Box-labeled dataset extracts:
· · · · ·

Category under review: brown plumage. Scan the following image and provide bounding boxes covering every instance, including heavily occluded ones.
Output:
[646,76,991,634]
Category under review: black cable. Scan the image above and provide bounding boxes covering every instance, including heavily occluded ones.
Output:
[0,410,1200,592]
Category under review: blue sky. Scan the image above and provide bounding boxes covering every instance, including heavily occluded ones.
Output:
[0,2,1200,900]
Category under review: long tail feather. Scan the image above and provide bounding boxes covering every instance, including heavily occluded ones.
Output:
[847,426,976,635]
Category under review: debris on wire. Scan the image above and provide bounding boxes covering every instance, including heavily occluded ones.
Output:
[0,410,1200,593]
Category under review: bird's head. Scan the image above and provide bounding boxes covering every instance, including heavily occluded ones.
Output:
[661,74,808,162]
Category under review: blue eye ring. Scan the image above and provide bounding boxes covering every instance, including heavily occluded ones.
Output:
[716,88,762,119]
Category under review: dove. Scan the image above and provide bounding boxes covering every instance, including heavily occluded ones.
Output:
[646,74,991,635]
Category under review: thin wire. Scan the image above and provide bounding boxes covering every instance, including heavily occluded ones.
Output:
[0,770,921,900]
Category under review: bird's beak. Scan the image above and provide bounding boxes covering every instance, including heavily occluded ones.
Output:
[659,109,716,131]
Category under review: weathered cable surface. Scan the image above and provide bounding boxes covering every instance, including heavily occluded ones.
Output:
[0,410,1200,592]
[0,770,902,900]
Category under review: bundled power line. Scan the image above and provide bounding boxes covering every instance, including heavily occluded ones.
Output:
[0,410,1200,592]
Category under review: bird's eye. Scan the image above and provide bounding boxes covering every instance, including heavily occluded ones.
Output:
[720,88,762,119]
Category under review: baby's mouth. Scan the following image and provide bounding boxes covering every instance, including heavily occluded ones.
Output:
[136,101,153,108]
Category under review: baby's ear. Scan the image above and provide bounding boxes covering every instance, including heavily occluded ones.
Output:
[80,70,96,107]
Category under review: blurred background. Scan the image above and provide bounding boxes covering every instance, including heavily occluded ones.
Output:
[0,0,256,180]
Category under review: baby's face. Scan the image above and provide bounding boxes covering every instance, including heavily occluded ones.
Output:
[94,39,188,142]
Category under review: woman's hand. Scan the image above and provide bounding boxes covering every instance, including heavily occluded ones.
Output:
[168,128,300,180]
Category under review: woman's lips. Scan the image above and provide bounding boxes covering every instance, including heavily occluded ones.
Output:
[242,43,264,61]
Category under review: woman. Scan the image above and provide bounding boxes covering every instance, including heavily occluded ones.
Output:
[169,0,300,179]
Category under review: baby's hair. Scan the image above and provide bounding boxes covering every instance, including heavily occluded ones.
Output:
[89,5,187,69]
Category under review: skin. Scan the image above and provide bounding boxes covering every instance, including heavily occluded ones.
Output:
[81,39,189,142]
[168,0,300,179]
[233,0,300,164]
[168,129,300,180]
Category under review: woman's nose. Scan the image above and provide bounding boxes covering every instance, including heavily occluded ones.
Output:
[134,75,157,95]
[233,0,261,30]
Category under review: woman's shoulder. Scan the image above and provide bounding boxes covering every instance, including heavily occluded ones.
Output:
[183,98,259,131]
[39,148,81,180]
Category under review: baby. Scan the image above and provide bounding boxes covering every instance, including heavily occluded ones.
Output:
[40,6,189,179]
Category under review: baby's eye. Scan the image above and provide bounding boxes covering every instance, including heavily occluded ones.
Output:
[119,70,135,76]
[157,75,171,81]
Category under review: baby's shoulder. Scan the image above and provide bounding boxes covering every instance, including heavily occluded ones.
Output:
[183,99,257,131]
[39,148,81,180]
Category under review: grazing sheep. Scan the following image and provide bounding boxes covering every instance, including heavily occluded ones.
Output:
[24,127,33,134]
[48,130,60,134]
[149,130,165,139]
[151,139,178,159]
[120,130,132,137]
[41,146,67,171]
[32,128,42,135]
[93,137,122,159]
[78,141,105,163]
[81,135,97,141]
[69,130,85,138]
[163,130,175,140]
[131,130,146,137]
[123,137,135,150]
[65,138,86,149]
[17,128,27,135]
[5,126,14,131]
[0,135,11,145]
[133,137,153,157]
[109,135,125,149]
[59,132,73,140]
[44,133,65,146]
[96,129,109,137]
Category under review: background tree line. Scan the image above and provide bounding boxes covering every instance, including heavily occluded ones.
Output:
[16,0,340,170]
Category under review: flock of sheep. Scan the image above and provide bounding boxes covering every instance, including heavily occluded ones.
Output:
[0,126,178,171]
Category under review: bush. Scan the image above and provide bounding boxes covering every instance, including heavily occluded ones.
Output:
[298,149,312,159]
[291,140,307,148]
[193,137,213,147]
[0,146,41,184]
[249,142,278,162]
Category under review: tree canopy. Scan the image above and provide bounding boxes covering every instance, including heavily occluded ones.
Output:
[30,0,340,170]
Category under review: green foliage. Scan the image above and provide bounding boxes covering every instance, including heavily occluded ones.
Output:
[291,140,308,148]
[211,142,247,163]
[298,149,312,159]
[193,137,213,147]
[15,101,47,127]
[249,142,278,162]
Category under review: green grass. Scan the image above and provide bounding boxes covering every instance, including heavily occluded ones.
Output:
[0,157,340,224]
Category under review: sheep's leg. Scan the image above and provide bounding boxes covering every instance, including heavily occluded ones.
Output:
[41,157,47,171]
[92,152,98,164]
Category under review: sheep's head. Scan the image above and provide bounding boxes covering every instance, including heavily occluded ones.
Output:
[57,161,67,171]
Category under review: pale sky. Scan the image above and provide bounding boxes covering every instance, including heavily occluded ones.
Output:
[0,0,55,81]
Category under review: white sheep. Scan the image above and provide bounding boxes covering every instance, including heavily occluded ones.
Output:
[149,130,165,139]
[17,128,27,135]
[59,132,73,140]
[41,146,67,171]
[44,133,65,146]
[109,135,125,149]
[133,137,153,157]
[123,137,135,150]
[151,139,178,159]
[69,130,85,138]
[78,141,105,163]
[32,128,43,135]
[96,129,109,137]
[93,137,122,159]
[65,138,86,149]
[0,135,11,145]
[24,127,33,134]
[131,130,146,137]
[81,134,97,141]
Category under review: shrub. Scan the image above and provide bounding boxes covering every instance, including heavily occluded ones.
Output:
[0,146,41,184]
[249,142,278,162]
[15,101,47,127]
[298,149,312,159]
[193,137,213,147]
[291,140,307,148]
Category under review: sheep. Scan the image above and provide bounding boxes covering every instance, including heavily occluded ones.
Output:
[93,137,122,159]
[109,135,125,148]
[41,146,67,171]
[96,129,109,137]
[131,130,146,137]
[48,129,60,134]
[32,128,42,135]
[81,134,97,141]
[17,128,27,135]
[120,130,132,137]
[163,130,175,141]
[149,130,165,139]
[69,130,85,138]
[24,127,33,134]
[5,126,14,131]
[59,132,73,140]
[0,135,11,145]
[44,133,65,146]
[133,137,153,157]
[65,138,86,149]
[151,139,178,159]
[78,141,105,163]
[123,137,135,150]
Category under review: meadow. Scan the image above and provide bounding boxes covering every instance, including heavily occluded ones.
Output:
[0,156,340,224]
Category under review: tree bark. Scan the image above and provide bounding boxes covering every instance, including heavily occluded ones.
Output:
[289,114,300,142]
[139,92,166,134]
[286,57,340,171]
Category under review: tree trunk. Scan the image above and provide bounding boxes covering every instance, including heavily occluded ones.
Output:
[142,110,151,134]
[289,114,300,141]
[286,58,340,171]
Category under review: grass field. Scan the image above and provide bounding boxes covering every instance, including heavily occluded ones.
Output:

· · · · ·

WRITTEN INSTRUCTION: Copy out all of the rows above word for word, keeping every line unchanged.

EXERCISE RESPONSE:
Category under review: brown plumage. Scan the following image and provide bounding boxes covering every instance, including heavily occluded ones.
Output:
[646,76,991,634]
Category under review: black cable. Scan the image above and provide bounding boxes covering every instance, including heavily occluded ones.
Output:
[0,410,1200,592]
Category under review: blue sky. Scan the image above and provide bounding boxes covering every instance, including heavily occluded ones.
Output:
[0,2,1200,900]
Category under review: long tail feather. Scan the image above and provide bounding boxes covering every instance, including heavily occluded ones.
Output:
[847,426,976,635]
Category under review: debris on wire. Scan the image above and provide bounding boxes covering every instance, including heavily occluded ones.
Output:
[0,410,1200,593]
Category under review: bird's head. Scan the image above and provide bounding boxes covering every instance, including heavily occluded ones.
Output:
[661,74,808,162]
Category under review: blue eye ring. Scan the image above and provide bounding boxes covering every instance, including heavily occluded ones.
Output:
[716,88,762,119]
Category under review: dove. Scan the image above and provide bounding boxes covering every instance, including heavily occluded ones.
Output:
[646,74,991,635]
Category under review: thin wire. Scan the image above and provide bounding boxes covering every instance, including heavily occluded ones.
Output:
[0,770,921,900]
Category under review: bird's beak. Scan the image above and provide bounding boxes covering every instance, including heavily occluded ones.
Output:
[659,109,716,131]
Category under review: weathered cable surface. Scan the image above and provide bounding boxes covering every instance, including heavily occluded ones.
Output:
[0,410,1200,592]
[0,770,902,900]
Category under review: bundled power line. Scan the image above and provide bounding boxes covering every instance, including heavily occluded ones.
Output:
[0,410,1200,592]
Category under review: bird's eye. Scan the image above and provide bounding boxes covering every instance, including heavily occluded ones.
Output:
[720,88,762,119]
Category under review: baby's mouth. Scan the following image and provide bounding boxes covering every instance, including heavily occluded ones.
Output:
[136,101,153,108]
Category under review: baby's ear. Scan the image above and provide bounding boxes covering every instance, including heavily occluded ones.
Output:
[80,70,96,107]
Category under review: blurred background. Scan the image above and provide bounding boxes covering every instance, including heavily occluded ones.
Output:
[0,0,256,180]
Category under review: baby's face. Scan the image above and provide bounding boxes covering every instance, including heavily occluded ones.
Output:
[94,39,188,142]
Category under review: woman's hand. Scan the image above and provide bounding boxes covering every instance, including heavily occluded ones.
Output:
[168,128,300,180]
Category under review: woman's lips. Scan the image above and provide bounding boxes covering every instance, including heavily occluded ones.
Output:
[242,43,264,61]
Category under review: woman. Scan the image above and provide bounding boxes covering every instance, including heavily occluded ones.
Output:
[169,0,300,179]
Category under review: baby's hair. Scan the image above and provide bounding boxes covering every instance, including heavily occluded ones.
Output:
[89,5,187,69]
Category under review: skin. Scan the image above and provide bounding boxes covering every instance, including heavily occluded ones.
Output:
[81,39,189,142]
[168,0,300,179]
[233,0,300,164]
[168,129,300,180]
Category under review: woman's nose. Scan the image above and provide bounding boxes covering every instance, including heavily occluded ones.
Output:
[134,75,157,95]
[233,0,261,30]
Category under review: woman's shoulder. Scan the image above and provide bounding boxes covering every instance, including heavily occluded ones.
Output:
[183,98,259,131]
[39,148,81,180]
Category under review: baby. Scan the image above and provide bounding boxes covering every instance, including heavily occluded ones.
Output:
[40,6,189,179]
Category under review: baby's eye. Scan the image above and provide bounding boxes covering every instance, including heavily occluded ones.
Output:
[119,70,135,76]
[157,75,171,81]
Category under review: baby's shoulder. Scan the image above and provide bounding boxes covering every instance, including heavily occluded ones.
Output:
[183,99,257,131]
[39,148,81,180]
Category under review: grazing sheep. Scan the following image and provide bounding boxes covering every instance, including heavily occluded ones.
Output:
[24,127,33,134]
[48,130,60,134]
[149,130,165,139]
[151,139,178,159]
[120,130,132,137]
[41,146,67,171]
[32,128,42,135]
[93,137,122,159]
[78,141,105,163]
[81,135,97,141]
[69,130,85,138]
[163,130,175,140]
[131,130,146,137]
[123,137,135,150]
[65,138,86,149]
[17,128,27,135]
[5,126,14,131]
[0,135,11,145]
[133,137,153,157]
[109,135,125,149]
[59,132,73,140]
[44,133,65,146]
[96,129,109,137]
Category under review: background tree line. Scan the image above and provide bounding boxes covering every instance, including heavily occluded ones.
Output:
[16,0,340,170]
Category under review: flock of sheep. Scan the image above and provide bounding boxes covering every instance, including heavily occluded ones.
Output:
[0,126,178,171]
Category under review: bush. Scan the image above and provide bounding boxes covering every instance, including heavily occluded ones.
Output:
[298,149,312,159]
[291,140,307,148]
[193,137,213,147]
[0,146,41,184]
[249,142,278,162]
Category under review: tree canopy. Scan the image above and provide bounding boxes covering every instance, including heavily occluded ones.
Output:
[30,0,340,170]
Category under review: green foliage. Scan the image above and provide bounding boxes covering every instance, including heavily occluded ones.
Output:
[291,140,308,148]
[211,142,247,163]
[298,149,312,159]
[193,137,213,147]
[15,101,47,127]
[249,142,278,162]
Category under review: green grass. Scan the image above and provide bounding boxes covering every instance, including heavily occluded ones.
Output:
[0,157,340,224]
Category under review: sheep's leg. Scan the image above and provide bounding boxes covering every instance, including heavily occluded ones.
Output:
[41,157,47,171]
[92,152,98,164]
Category under review: sheep's head. Scan the image above and provide bounding boxes covering every instance, including heavily occluded ones.
Output:
[57,161,67,171]
Category under review: pale sky. Scan the image above and provide bounding boxes covering every instance, including heavily occluded ones.
Output:
[0,0,55,81]
Category under review: white sheep. Scan the image above and provide bounding boxes covering every instance, including heavily occluded ones.
Output:
[149,130,165,139]
[17,128,27,135]
[59,132,73,140]
[41,146,67,171]
[44,133,65,146]
[109,135,125,149]
[133,137,153,157]
[123,137,135,150]
[151,139,178,159]
[69,130,85,138]
[78,141,105,163]
[32,128,43,135]
[96,129,109,137]
[93,137,122,159]
[65,138,86,149]
[0,135,11,145]
[24,127,33,134]
[131,130,146,137]
[81,134,97,141]
Category under review: shrub. Scan the image above and provide bounding boxes covering every instance, including heavily occluded ones.
Output:
[0,146,41,184]
[249,142,278,162]
[15,101,47,127]
[298,149,312,159]
[193,137,213,147]
[291,140,307,148]
Category under review: sheep. Scan the image above and provide bounding boxes covering every instance, including heavily occluded ones.
Output:
[93,137,122,159]
[109,135,125,148]
[41,146,67,171]
[96,129,109,137]
[131,130,146,137]
[48,129,60,134]
[32,128,42,135]
[81,134,97,141]
[17,128,27,135]
[120,130,132,137]
[163,130,175,141]
[149,130,165,139]
[69,130,85,138]
[24,127,33,134]
[5,126,14,131]
[59,132,73,140]
[0,135,11,145]
[44,133,65,146]
[133,137,153,157]
[65,138,86,149]
[151,139,178,159]
[78,141,105,163]
[123,137,135,150]
Category under review: meadow. Scan the image above and provide bounding boxes covering every instance, including heavily occluded ones.
Output:
[0,156,340,224]
Category under review: tree bark. Scan the image above and provide bounding boxes covering every instance, including heavily occluded ones.
Output:
[289,114,300,142]
[139,92,166,134]
[286,57,340,171]
Category under review: tree trunk. Scan the image above and provide bounding boxes covering every instance, including heavily occluded ones.
Output:
[142,110,151,134]
[289,114,300,141]
[286,58,340,171]
Category under review: grass field. Scan the image above and provide bounding boxes covering every instance, including heavily occluded ones.
Output:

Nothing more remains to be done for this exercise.